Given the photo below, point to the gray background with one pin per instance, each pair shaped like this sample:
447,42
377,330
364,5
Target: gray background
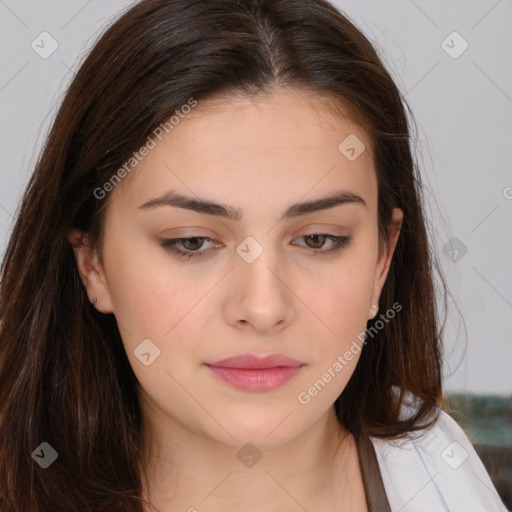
462,107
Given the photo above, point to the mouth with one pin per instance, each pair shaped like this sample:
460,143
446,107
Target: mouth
253,373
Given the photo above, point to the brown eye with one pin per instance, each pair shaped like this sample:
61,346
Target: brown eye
316,242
______________________________
→ GIVEN PROBLEM: Write out every line of the data above again, requests included, and shift each answer's coordinates by adding 64 to both numbers, leaving the sample pairs in the requests unchanged. Leave the pictures out of your copy.

→ EXERCISE OUTPUT:
Given the photo below, point to the gray background with one pin per instance, each pair shaped like this sample:
447,42
377,330
364,5
Target: gray background
526,171
Given the photo above, point to the mouth with one pin per instance, each pair shaped like this sample:
460,143
446,107
Target: mouth
317,437
Given the photo above, point to the brown eye with one pin per instance, each pair shaped like this sample:
61,346
Target: brown eye
380,306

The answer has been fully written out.